__ZU ERLEDIGEN__
Gib bitte aus dem Artikel über die Humboldt-Universität unten den Abschnitt von „Ähnlich auch die“ bis einschließlich „Kaserne beziehen können.“ wortgetreu wieder.

__TEXTAUSZUG__
An der Humboldt-Uni wächst die Enttäuschung

■ Haushaltskürzungen und "Kündigungsaffäre" haben Studierende, Professoren und Mitarbeiter der Humboldt-Universität in ein Stimmungstief gestürzt / Viele Erwartungen haben sich nicht erfüllt...

„Alle dachten, man wäre durch, doch dann kamen düstere Monate.“ So beschreibt der Kunsthistoriker Horst Bredekamp die Stimmungslage an der Humboldt- Universität zu Beginn des Jahres. Den Gedanken, der Umbau der Hochschule könne so schnell abgeschlossen sein, findet Präsidentin Marlis Dürkop dagegen naiv: „Was denken sich die Leute denn, die Idee, das sei alles in einem Jahr erledigt, ist doch absurd.“

Den Studierenden aber geht die Geduld bald aus. Ronald Höhner, studentischer Vertreter im Akademischen Senat, ist „ziemlich frustriert“, die Studentenzeitung UnAufgefordert widmete ihre letzte Ausgabe der Frage „Fällt Humboldt? Keine Konzepte für die Universität“. Darin zeigte sich auch Volker Gerhardt, Geschäftsführender Direktor des Instituts für Philosophie und einer der zahlreichen neuberufenen Professoren aus dem Westen, deren Namen die Erwartungen an die Linden-Universität hochgeschraubt haben, „zunehmend enttäuscht“. Er habe sich „auf eine geradezu groteske Arbeitssituation eingelassen. Aber gelohnt hat sich die Mühe nicht.“

Der Kunsthistoriker Bredekamp, der vor einem Dreivierteljahr aus Hamburg nach Unter den Linden wechselte, umschreibt es anders: Die Zeit an der Humboldt- Universität sei für die Neuberufenen „das Intensivste, was sie erlebt haben“. Das „Stimmungstief“ sei vor allem durch die Kürzung der Berlinhilfe und die Sparbeschlüsse des Senats verursacht, durch die sich die Professoren hintergangen fühlten: „Bis Ende letzten Jahres war uns gesagt worden, daß die Humboldt-Universität weiter ausgebaut wird.“ Den Zustand der Bibliotheken beschreibt Bredekamp als „katastrophisch“, der Skandinavist Bernd Henningsen als „schlichtweg lächerlich“. Das Geld reicht kaum für die laufenden Neuerwerbungen, die lückenhaften Altbestände können nicht ergänzt werden.

Ähnlich auch die Raumsituation: 50.000 Quadratmeter fehlen der Uni, wirksame Abhilfe wird erst der Umzug der Naturwissenschaftler nach Adlershof schaffen. Doch wird schon jetzt versucht, die Fächer wenigstens zusammenhängend unterzubringen. Dieser „rotierende Umzug“ klemmt indes noch an einigen Nadelöhren, beispielsweise daran, daß die Erziehungswissenschaftler nicht die Kaserne beziehen können.

__AUFGELISTETES MATERIAL__
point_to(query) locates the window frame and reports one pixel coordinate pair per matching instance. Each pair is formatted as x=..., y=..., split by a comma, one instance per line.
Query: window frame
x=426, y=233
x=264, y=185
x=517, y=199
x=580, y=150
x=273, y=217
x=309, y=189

__ERWARTETE ANTWORT__
Ähnlich auch die Raumsituation: 50.000 Quadratmeter fehlen der Uni, wirksame Abhilfe wird erst der Umzug der Naturwissenschaftler nach Adlershof schaffen. Doch wird schon jetzt versucht, die Fächer wenigstens zusammenhängend unterzubringen. Dieser „rotierende Umzug“ klemmt indes noch an einigen Nadelöhren, beispielsweise daran, daß die Erziehungswissenschaftler nicht die Kaserne beziehen können.